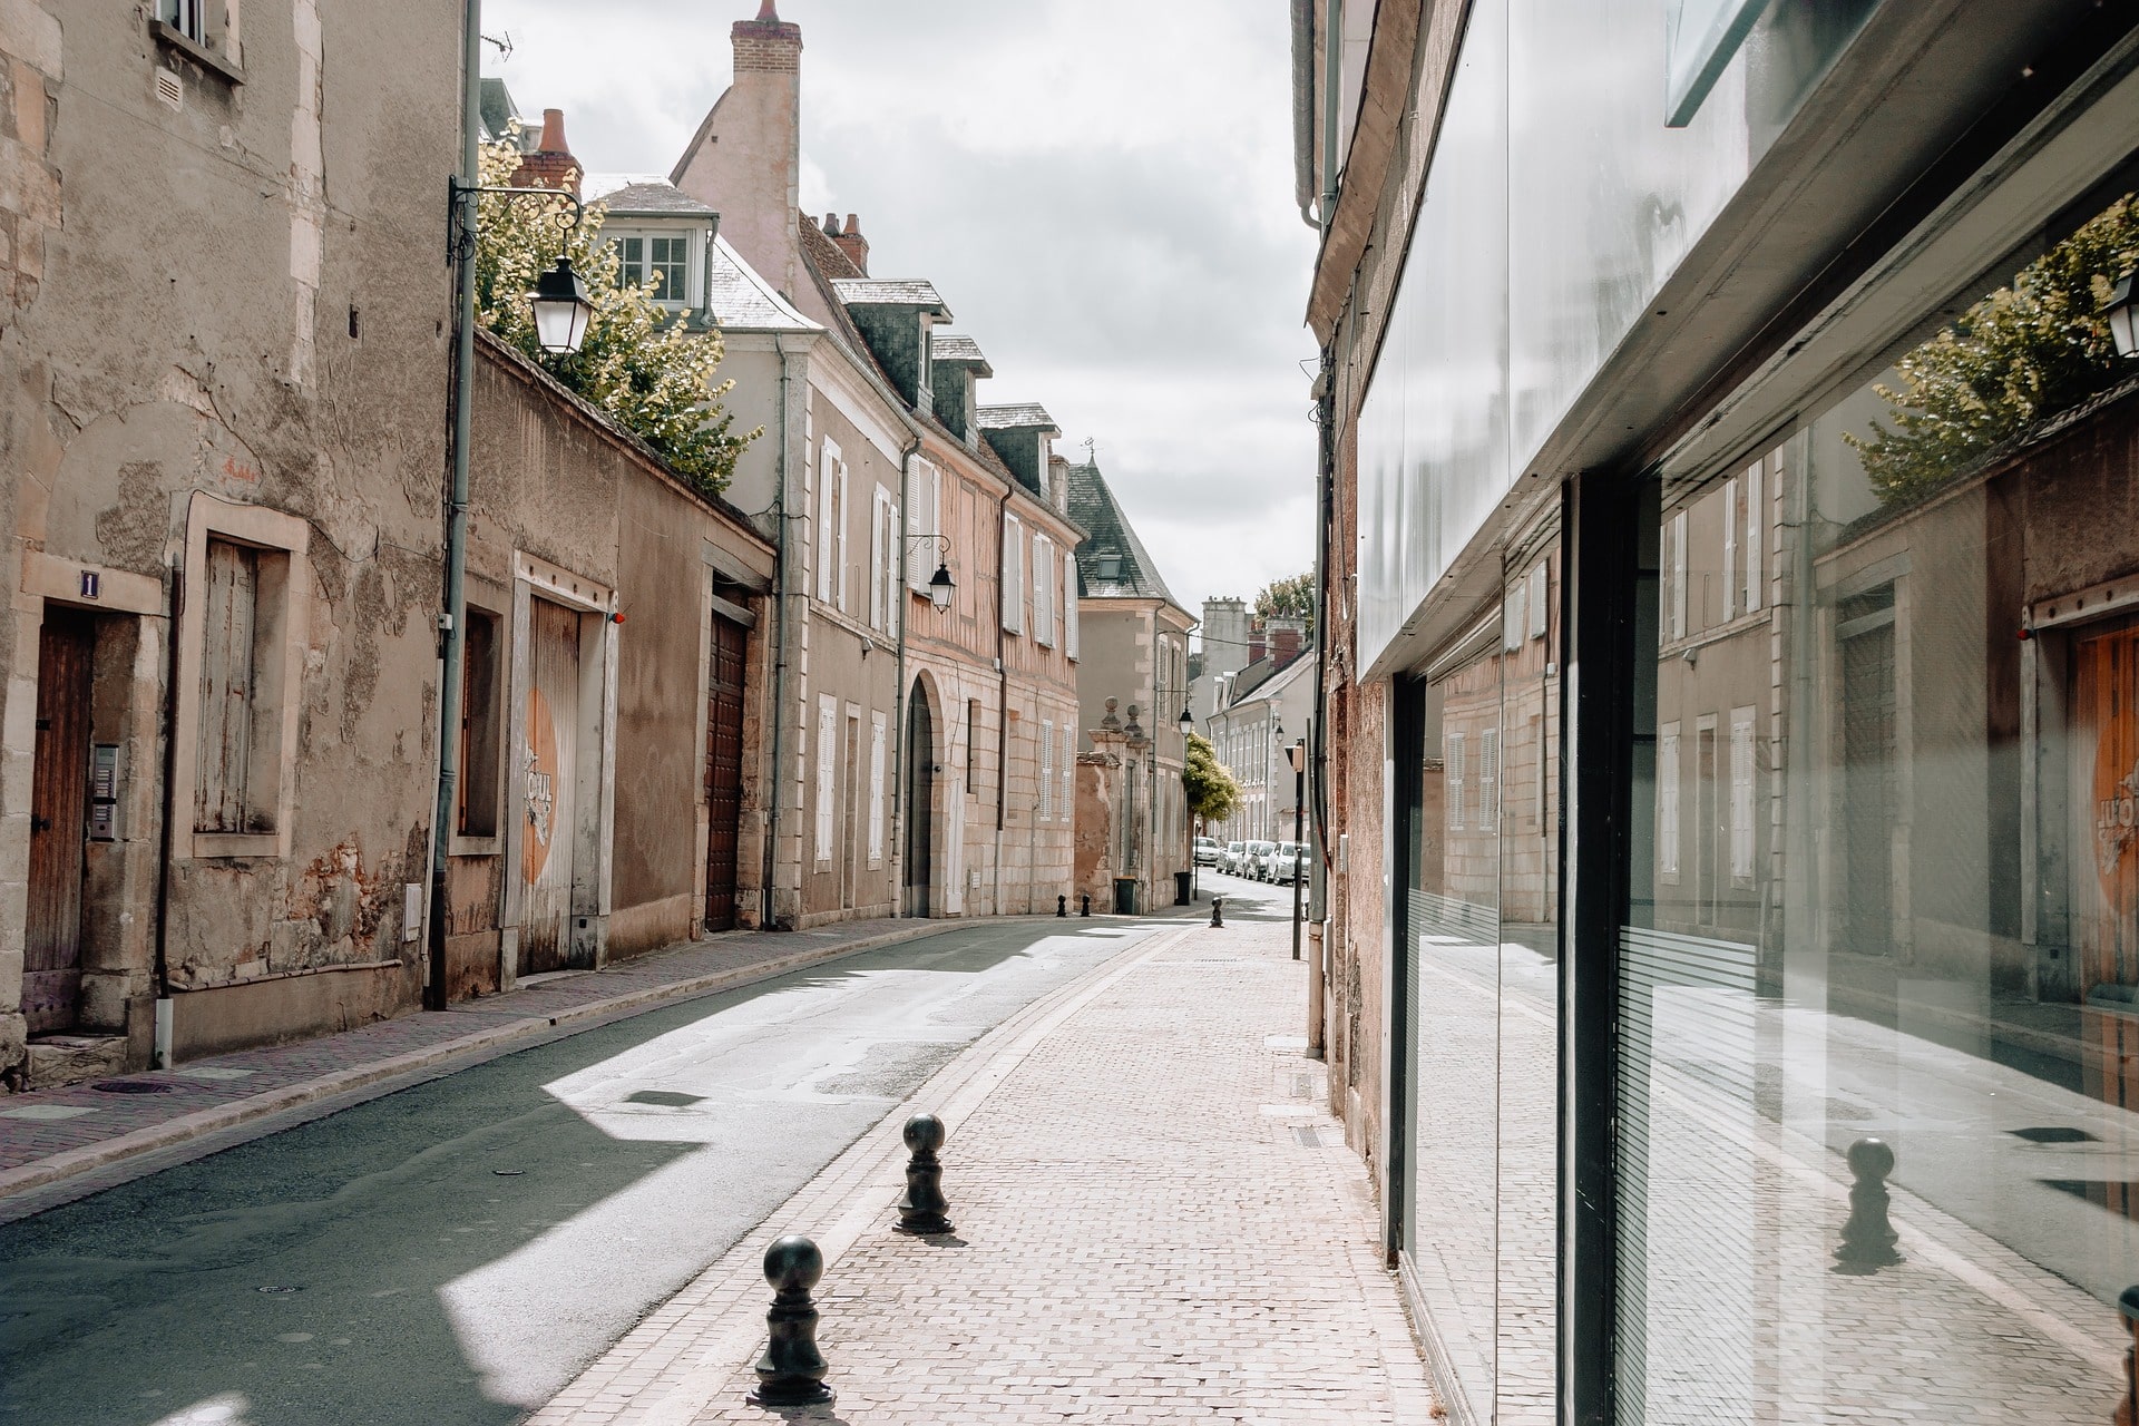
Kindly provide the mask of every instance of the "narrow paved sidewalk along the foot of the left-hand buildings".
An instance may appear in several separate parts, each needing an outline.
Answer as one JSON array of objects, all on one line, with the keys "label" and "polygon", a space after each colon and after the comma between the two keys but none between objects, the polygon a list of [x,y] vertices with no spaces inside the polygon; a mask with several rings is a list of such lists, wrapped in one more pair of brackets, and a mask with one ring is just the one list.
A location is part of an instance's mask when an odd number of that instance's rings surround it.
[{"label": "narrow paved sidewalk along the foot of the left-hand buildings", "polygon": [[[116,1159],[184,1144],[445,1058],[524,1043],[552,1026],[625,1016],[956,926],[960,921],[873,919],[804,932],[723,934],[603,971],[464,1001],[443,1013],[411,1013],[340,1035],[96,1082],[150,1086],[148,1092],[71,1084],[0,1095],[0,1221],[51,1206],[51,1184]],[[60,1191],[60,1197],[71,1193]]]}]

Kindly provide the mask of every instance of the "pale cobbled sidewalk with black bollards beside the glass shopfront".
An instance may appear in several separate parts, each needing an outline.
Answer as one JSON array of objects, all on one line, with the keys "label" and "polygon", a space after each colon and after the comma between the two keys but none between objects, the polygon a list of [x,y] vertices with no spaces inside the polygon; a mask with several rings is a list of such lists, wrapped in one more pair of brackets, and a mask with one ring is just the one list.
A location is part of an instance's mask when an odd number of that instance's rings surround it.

____

What to do. Find each line above with the string "every", then report how many there are. Write only the number.

Answer section. 2